▸ **What is asked**: Count the lines in the entries below that contain the word "yellow". Give only the number.

═════ Input ═════

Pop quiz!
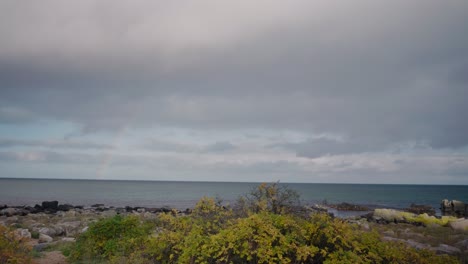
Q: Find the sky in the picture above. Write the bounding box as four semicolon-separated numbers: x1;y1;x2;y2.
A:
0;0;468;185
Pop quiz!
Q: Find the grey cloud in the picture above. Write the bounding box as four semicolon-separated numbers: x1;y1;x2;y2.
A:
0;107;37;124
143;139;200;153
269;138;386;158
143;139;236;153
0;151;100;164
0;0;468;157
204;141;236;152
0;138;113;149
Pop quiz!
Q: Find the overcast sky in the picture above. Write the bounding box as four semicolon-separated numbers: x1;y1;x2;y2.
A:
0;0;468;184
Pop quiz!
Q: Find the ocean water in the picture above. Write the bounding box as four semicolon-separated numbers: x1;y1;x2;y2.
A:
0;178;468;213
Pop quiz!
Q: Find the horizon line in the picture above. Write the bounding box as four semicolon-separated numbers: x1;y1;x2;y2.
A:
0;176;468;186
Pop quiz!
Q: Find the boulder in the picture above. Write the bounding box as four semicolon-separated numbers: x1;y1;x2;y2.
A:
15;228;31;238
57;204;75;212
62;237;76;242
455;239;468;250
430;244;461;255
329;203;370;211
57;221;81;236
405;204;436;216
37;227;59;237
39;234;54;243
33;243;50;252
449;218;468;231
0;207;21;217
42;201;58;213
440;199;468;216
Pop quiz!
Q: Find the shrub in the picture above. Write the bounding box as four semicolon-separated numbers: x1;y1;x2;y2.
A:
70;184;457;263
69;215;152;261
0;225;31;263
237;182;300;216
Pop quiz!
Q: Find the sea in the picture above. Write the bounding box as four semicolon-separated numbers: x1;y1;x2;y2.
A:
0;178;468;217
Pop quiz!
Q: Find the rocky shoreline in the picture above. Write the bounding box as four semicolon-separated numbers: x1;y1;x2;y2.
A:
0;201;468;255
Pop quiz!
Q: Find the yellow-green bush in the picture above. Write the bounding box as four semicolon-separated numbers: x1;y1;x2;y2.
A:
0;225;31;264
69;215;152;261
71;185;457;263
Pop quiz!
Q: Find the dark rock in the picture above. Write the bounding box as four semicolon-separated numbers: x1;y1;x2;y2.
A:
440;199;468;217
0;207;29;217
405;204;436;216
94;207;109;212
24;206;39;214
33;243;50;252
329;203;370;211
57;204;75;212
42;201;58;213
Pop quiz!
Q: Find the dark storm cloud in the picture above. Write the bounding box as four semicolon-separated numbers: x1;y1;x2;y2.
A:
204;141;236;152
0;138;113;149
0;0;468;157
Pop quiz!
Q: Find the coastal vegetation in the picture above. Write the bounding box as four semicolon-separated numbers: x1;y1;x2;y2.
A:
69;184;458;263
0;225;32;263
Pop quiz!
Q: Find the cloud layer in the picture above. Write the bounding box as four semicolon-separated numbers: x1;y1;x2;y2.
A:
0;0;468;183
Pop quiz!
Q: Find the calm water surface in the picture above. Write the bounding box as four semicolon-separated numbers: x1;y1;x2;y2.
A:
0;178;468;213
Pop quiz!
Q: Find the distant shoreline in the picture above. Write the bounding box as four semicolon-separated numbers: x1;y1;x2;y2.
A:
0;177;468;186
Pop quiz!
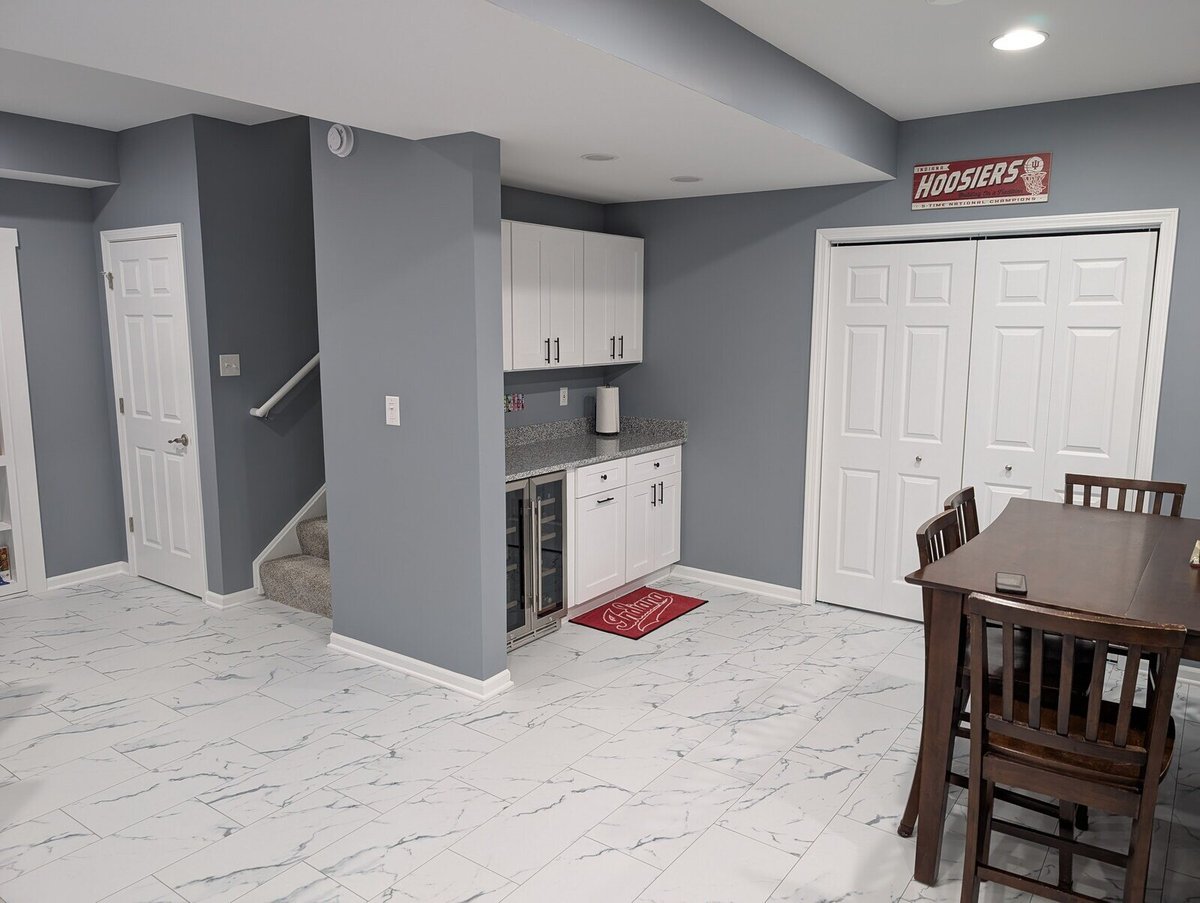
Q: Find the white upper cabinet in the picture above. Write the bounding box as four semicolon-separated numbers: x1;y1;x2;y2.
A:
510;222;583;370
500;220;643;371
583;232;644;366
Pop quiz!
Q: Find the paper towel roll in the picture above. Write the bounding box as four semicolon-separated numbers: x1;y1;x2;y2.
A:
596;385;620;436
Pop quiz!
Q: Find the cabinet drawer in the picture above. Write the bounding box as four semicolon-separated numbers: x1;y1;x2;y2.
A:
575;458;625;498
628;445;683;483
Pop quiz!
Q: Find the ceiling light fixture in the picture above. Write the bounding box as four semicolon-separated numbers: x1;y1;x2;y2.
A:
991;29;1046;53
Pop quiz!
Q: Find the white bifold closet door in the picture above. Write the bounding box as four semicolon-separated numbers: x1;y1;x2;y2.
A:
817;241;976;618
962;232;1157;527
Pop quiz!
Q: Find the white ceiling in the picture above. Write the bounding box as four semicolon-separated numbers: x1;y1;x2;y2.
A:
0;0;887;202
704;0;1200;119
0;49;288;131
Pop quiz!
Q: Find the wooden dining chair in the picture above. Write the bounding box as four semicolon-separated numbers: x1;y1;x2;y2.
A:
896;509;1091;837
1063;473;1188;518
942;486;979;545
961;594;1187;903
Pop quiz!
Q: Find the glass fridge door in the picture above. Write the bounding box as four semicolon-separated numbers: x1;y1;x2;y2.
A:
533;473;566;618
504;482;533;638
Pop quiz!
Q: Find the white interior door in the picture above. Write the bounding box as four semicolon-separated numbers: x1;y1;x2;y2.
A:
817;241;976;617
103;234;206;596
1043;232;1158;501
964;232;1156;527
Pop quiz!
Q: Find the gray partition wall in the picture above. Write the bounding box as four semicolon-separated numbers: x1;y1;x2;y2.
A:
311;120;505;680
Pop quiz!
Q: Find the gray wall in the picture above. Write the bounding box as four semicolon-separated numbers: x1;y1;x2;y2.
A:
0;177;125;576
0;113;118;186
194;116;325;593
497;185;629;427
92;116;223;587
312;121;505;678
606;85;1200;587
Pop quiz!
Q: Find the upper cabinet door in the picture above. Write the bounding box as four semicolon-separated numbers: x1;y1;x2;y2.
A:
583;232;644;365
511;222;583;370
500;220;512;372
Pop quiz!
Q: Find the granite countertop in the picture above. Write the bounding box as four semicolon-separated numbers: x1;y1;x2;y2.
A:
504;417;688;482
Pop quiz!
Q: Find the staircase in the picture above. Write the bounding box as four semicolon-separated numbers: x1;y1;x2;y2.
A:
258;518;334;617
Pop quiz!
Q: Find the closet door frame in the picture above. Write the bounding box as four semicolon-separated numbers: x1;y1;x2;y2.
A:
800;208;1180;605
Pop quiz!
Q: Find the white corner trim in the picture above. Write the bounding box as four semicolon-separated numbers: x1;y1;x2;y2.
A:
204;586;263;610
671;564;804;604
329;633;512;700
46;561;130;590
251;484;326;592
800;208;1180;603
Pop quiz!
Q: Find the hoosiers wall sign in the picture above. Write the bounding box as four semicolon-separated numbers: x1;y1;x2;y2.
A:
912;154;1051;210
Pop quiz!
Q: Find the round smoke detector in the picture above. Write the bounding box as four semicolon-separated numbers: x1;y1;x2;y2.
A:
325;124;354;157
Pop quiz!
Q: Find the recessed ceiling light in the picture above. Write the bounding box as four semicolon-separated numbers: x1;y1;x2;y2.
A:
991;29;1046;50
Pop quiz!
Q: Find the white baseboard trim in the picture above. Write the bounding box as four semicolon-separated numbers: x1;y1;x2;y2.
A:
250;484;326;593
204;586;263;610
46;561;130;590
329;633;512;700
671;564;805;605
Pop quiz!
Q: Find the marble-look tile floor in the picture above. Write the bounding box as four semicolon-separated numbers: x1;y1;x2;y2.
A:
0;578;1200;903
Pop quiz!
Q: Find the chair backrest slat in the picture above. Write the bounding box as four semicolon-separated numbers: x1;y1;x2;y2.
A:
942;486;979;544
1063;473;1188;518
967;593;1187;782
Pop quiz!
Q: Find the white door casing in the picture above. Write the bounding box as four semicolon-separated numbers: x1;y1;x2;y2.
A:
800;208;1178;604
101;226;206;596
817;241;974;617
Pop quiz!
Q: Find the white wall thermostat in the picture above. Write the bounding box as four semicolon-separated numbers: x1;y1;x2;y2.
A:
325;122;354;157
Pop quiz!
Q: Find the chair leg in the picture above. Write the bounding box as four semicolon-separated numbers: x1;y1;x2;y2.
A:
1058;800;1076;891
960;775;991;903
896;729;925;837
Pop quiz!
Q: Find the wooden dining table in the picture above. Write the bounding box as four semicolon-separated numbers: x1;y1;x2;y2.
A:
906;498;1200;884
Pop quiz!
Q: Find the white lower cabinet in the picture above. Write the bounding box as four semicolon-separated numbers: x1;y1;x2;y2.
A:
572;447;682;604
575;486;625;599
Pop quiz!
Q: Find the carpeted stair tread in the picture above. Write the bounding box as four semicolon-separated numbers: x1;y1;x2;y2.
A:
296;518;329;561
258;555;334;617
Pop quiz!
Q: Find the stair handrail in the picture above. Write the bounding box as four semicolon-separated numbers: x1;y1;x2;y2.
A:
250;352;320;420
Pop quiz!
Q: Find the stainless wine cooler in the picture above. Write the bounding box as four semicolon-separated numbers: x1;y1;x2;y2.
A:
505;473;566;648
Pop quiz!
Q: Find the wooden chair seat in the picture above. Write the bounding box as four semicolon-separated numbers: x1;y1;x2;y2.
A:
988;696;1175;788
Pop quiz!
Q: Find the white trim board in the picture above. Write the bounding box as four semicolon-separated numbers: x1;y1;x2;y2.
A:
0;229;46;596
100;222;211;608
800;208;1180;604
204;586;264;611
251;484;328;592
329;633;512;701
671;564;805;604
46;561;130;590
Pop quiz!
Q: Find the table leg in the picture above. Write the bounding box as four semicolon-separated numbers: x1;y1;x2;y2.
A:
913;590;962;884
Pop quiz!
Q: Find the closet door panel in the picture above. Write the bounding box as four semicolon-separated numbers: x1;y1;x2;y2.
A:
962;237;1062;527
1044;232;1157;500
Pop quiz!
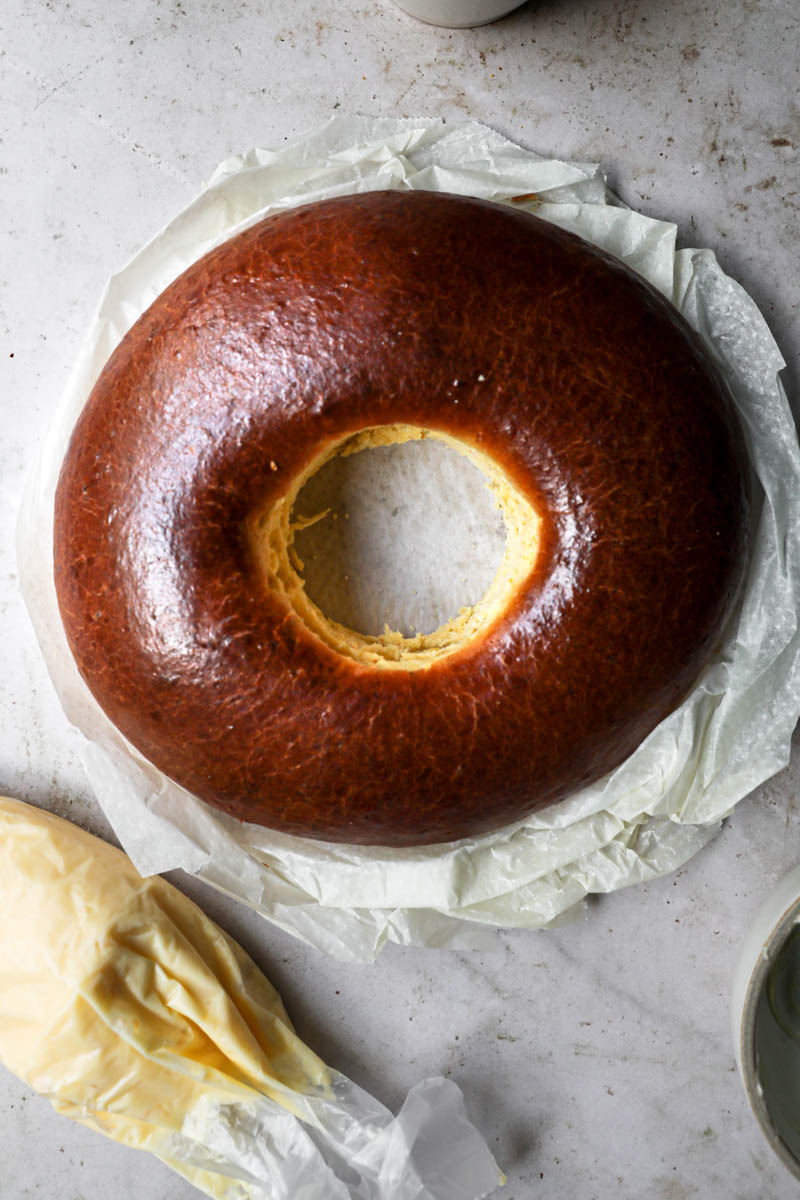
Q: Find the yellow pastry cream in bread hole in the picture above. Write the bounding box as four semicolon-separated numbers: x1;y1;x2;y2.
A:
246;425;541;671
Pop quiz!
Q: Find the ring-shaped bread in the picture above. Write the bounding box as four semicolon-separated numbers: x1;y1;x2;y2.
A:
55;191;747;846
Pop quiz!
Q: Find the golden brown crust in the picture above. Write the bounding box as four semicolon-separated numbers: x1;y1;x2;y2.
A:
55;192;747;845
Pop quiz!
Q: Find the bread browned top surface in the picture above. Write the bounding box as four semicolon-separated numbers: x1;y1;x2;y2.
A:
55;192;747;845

═════

▸ **Full response**: 2